The task = Without the pictures, give the entries below again exactly as written.

Records provided =
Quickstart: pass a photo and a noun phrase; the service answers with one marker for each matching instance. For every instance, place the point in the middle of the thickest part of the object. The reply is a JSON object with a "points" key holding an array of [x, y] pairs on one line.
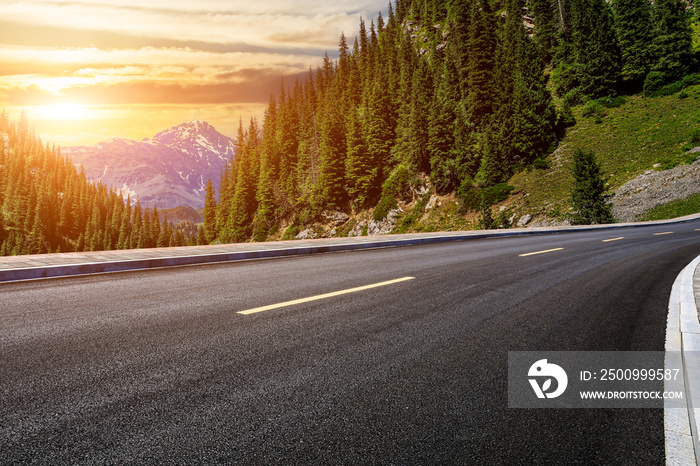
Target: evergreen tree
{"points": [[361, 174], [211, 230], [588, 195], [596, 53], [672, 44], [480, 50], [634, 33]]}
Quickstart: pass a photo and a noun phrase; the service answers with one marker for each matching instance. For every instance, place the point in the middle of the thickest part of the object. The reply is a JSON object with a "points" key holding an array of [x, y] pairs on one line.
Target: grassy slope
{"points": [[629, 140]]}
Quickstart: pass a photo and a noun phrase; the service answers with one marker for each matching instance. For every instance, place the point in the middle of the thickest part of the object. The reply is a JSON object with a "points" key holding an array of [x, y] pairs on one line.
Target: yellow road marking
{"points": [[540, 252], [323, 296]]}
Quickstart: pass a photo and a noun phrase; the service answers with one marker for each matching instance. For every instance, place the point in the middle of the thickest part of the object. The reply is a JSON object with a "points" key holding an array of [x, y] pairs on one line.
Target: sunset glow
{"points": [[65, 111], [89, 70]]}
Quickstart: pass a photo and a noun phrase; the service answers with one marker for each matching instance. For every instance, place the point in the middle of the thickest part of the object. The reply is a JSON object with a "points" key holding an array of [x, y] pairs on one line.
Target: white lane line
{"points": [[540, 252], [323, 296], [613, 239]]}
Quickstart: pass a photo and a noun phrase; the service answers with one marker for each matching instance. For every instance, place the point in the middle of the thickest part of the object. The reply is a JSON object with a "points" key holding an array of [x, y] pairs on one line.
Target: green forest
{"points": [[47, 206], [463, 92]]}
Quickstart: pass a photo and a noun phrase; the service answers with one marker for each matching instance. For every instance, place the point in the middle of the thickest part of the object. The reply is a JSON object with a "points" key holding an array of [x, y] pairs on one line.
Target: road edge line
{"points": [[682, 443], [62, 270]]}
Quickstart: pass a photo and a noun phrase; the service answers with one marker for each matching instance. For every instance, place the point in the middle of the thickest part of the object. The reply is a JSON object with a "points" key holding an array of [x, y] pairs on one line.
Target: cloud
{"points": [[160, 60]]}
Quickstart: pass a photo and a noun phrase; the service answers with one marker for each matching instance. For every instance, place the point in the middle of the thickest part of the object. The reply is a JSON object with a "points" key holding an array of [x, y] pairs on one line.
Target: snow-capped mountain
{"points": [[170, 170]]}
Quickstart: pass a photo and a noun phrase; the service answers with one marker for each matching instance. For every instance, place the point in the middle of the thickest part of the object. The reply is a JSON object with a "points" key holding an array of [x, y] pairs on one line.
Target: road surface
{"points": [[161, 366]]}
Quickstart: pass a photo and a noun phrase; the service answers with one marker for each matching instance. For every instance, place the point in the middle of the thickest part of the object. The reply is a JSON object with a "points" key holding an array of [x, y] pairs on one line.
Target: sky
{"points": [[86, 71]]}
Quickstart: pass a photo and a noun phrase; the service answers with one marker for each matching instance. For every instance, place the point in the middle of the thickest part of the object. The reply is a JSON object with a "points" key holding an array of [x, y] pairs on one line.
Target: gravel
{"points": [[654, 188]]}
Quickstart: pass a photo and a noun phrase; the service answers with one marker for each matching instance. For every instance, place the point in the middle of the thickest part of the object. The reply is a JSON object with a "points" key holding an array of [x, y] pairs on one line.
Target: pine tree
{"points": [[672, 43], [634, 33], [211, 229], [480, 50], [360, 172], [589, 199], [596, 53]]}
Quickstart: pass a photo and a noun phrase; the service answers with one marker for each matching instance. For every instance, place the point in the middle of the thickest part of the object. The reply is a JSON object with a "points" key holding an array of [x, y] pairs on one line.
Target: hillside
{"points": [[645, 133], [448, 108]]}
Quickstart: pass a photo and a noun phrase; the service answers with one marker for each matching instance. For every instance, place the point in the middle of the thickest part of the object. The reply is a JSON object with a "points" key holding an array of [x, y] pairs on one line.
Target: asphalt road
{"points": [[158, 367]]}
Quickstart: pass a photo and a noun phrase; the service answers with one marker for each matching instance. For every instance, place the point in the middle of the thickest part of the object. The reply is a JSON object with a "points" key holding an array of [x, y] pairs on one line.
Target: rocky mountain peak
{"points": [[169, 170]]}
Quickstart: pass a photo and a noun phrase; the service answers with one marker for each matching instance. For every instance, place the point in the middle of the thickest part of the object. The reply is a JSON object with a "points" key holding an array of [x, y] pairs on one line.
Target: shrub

Task response =
Quickstart: pass a photo and a noun phrase; the service answers with one marker for each matching instance. For every instance, place the point in the middle of the thickest part of the object. The reply is a JSON object with a "points" key holding an array of [x, y] pairs on one line.
Target: evergreen tree
{"points": [[361, 174], [211, 230], [588, 195], [596, 53], [672, 44], [480, 50], [634, 33]]}
Quickstart: pass a photo and a noun phrase; the service answers with one marker for each matching instance. For every instance, place the point in the middle of the thickest part of the object. The reply is a JSON object with a "points" key holding an array of [x, y] pairs on one line.
Target: grassy slope
{"points": [[629, 140]]}
Quickstart: pass a photo and a noun phrase; the service answers with one marker for each matching instance. For every instance, place the point in the middle of the thickest part of the object. The reply is a JSON object with a "points" key holding an array of [x, y] pairs on one line.
Target: yellow road marking
{"points": [[540, 252], [323, 296]]}
Quickstart: pass a photo and a noun phrase; the service answers with one marker for each matching instance. For every instance, place the point in the middle of the thickest part of the object. The reply is a JSON object with a "points" key holding an array of [x, y] pairs on one line.
Target: sunset glow
{"points": [[65, 111], [89, 70]]}
Quickstart: pass a photo and a noun phrase; the service answers with one marker for each matching instance. For every instance, place the point in the middle of the thickest part of the object. The reply is a JSON object with a "points" key holding an array of [x, y] pairs on one line.
Target: white lane line
{"points": [[540, 252], [323, 296], [613, 239]]}
Quickstart: pass a photo and a noun phrase; the service answers with one marker for each matching instance. For every instance, place the point in the middle of the thickest part of the object. The reply is a JSON object with a "points" key holding an array of [x, y] pairs on one line.
Target: green forest
{"points": [[47, 206], [463, 92]]}
Quickstart: pass a photo and a noun phrase; the service answers with one marker for each matching instance. For every instance, place the point in the middle of the thickest part of the object. The reply is a JSON object with a "points" key holding an array of [x, y] pairs on one line.
Target: road edge line
{"points": [[682, 443], [62, 270]]}
Quickstart: pass a photo and a noun phrase; the service answers with one marker for each matching instance. For every instance, place the point in the middle of the thickest part of the object. The reply is a JSON object with a "points" key holding an array of [x, y] pairs on one line.
Target: cloud
{"points": [[160, 60]]}
Quickstart: pass a photo and a noun phrase; the service answers with one marker for each matching instance. For every instance, place the point in the middle of the thickest part of the object. The reply is a JSON object with a "points" key holding an array of [x, y] pairs on one line.
Target: snow-capped mountain
{"points": [[170, 170]]}
Quickstart: pass a photo and a noun phrase; the service answers with one marker for each matching instance. For every instance, place the point in the middle of the thickest part of the object. The reply is a JSON object with a "points" key holding an array of [x, y] pairs on one line.
Target: road surface
{"points": [[161, 366]]}
Quickstart: pass a photo and a noun phrase; the service answers with one marker for each matching instance. For every instance, place the point in the middle of the thickest part of the object. The reply is a JSON object with a "points" key holding an array of [x, y] pairs on one line.
Target: sky
{"points": [[86, 71]]}
Quickstart: pass a photo and a noun phrase; the service answers with one marker for each matching instance. For every instance, place the point in the middle of the thickest part of the object. The reply is a JSON object with a "points" key holding an array of [x, y] pairs on one line.
Target: gravel
{"points": [[654, 188]]}
Quickstart: pass a photo and a noun phrase; the service answers with one marker for each matching instance. For every instance, place the point in the middle of the thickest part of the object. The reply is a JSON object with a "points" key holding an array of [x, y] pairs on one line.
Target: pine tree
{"points": [[672, 43], [634, 33], [211, 229], [480, 50], [360, 172], [589, 199], [596, 53]]}
Quickstart: pass a photo and a noun phrase; the service answers with one marker for each matching instance. For every instance, place the point in the middle of the thickest part of the object. The reply is a JSON object with a "points" key holding an array of [x, y] pairs on one line.
Target: hillside
{"points": [[645, 133], [448, 108]]}
Quickstart: pass a photo and a noun phrase; the service answers with one marker for each matching instance. For every instance, place the point in the middle of the thickest part of the object. The reply is a JSON object with a "points" key holding an array of [x, y] pairs on one line.
Target: asphalt road
{"points": [[158, 367]]}
Quickstart: pass a photo and a noun phrase; the service answers with one marker for each matching instance. For every instance, place the point in the middle of the thickest part of the object. The reply is a JSON object with a "points" key holding an array of [x, y] pairs on one line.
Target: rocky mountain peak
{"points": [[169, 170]]}
Quickstart: pass a photo and a noun phrase; the service answers with one marker for each matching instance. For every instance, place the point in the middle of the thickest part of the object. The reply is a JSON object with a "points" key holding an array of [x, y] pairs on one line.
Target: shrub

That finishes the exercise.